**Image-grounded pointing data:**

-------

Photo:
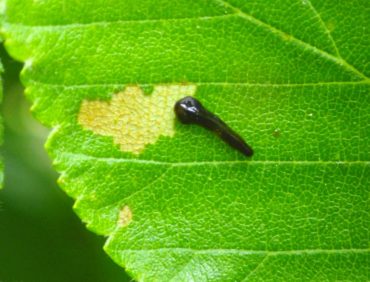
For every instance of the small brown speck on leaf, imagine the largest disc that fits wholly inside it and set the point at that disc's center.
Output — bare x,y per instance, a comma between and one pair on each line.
125,216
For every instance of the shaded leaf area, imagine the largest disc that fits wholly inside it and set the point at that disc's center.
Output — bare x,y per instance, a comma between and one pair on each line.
290,76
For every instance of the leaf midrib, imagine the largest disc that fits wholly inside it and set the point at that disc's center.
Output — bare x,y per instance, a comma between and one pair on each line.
84,157
251,252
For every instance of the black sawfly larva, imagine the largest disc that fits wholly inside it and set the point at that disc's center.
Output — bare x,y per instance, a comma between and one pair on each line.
190,111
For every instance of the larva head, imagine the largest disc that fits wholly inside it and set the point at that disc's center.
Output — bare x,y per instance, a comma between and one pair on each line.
188,110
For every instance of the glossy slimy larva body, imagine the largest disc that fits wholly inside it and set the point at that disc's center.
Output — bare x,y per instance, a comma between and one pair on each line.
190,111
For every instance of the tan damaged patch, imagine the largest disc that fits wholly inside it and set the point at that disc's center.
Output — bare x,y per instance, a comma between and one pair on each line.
124,217
132,118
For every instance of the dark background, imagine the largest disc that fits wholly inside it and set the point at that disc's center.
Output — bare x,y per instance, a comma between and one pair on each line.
41,239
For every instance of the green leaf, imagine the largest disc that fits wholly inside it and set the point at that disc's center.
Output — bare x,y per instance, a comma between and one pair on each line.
176,203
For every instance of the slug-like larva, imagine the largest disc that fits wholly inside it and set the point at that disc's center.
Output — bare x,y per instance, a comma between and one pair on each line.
189,110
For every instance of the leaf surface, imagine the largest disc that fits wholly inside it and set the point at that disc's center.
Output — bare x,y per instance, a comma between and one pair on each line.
292,77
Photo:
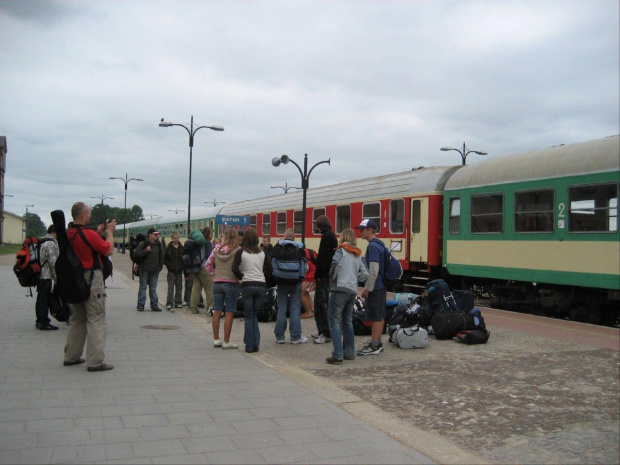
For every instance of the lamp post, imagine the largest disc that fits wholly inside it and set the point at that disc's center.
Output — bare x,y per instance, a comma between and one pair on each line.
26,217
214,202
463,152
191,130
102,198
125,181
305,177
286,187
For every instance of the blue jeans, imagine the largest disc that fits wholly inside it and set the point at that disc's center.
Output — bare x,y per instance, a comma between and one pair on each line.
225,296
252,298
340,311
148,278
289,298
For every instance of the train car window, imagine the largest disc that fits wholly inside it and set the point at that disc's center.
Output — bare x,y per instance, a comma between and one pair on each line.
266,224
397,216
454,222
372,211
593,208
343,218
416,216
534,210
298,217
487,214
281,222
315,214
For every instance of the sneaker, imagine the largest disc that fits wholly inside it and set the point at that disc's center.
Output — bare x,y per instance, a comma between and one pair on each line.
369,349
322,340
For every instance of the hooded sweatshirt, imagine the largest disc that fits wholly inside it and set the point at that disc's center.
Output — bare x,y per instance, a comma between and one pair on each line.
219,264
347,269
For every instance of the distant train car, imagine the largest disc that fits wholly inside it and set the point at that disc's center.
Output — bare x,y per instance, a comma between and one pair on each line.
541,227
407,207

-------

**Task details:** Pictures must not appear in the copy, and every record must be restated word for word.

**Task answer:**
Photo:
For every instance of the small brown speck on leaf, imagine the largest disc that fits wholly inside it and set the point at that disc's center.
Output — bare x,y per instance, a comma between and one pair on each line.
125,216
For every instance of the shaded leaf area, imagine the largest disc that fits wholly inside it and set the point at that disc's center.
Output — bare x,y per instance, a comma between and one pair on each line.
290,76
For every instance of the leaf midrib, imagine the largest disc that fits wholly inside it and set the point at that disc's center.
Output — bare x,y per instance, a comma between and one pair on each line.
84,157
251,252
For every instance of the black sawfly larva, imagine the largest disc that fits wholly inside it and set the point at that disc's center.
Output — bare x,y per instance, a comma between and one pair on each line.
190,111
For every instance of the larva head, imagine the largest disc that fits wholly inside it and set the point at that disc's center.
Output — bare x,y per instance, a comma between and one pair on each line.
188,110
For every instance of the glossy slimy larva body, imagine the largest disc that fits wholly inside it and set the point at that disc's center.
Output — bare x,y per instance, a comma between and one pair on each line.
190,111
For every instance of the tan damaged patch, imagine the largest disc that fits wholly inside it and set the point at that disc's center.
Output — bare x,y per instance, a comma between and one pair on each line.
124,217
132,118
For every instance of the dark background, imagine the largest disc that fits wholly inside it and set the point at that disc's center.
Output — bare x,y per instance, a comma between and one pair on each line.
41,239
For every instance of the green leaf, imagine the largest disc that fits wholly inside it and set the point at that disc's center.
Output — bare x,y per instance, a comma between and one pair on each line.
176,203
For every instance of the slug-like larva, imagine the largest disc that fits wholly inside it and set the point at that disc's center.
Output — bare x,y per instance, a comma between and one pair on each line.
189,110
For every instance of the leaf surface, imagine the largest disc that fits wholly inside it and set the point at that disc's center.
Output — bare x,y per instance, a comma between and one pair on each line.
292,77
Photo:
For every instance of the lamp post, imagine the largest disc that fits wholly inside it and set the point at that disc's center.
Output — bare x,y per instance, a comma between and one pair on each line.
26,217
214,202
463,152
191,130
102,198
125,181
305,177
286,187
For every instance of the blue jeans, imagine the largest disc that fits wholly inside it and set the point at that disc's center.
Output — bare x,y per instance, a comma between and one pair on each line.
225,296
252,298
340,311
148,278
289,298
For every instance of the train car window, imagine the largest disc that fits wholly inside it and set the point at that disc's center.
Output — bare x,y per instance, a comma between and one pair on each line.
266,224
397,216
454,222
372,211
593,208
343,218
416,216
534,210
298,217
487,214
281,222
315,214
For every instance of the sneaker, imagine the largest disc that fits wholly inside it and set the point at that disc's center.
Output — bare x,y per instance, a comma between and one pair on each line.
369,349
322,340
For every instance of the hooded sweatshirt, imagine the largest disc that fits wholly inside it and set the point at that disc's center.
Output — bare x,y per instance, a comma between and one pair on each line.
219,264
347,269
For every instance of the distant train car, imagine the largest disc that fits wholly inside it and set the point at that disc's center.
Output — bare x,y per instance, a comma between and one pair on each line.
541,227
407,207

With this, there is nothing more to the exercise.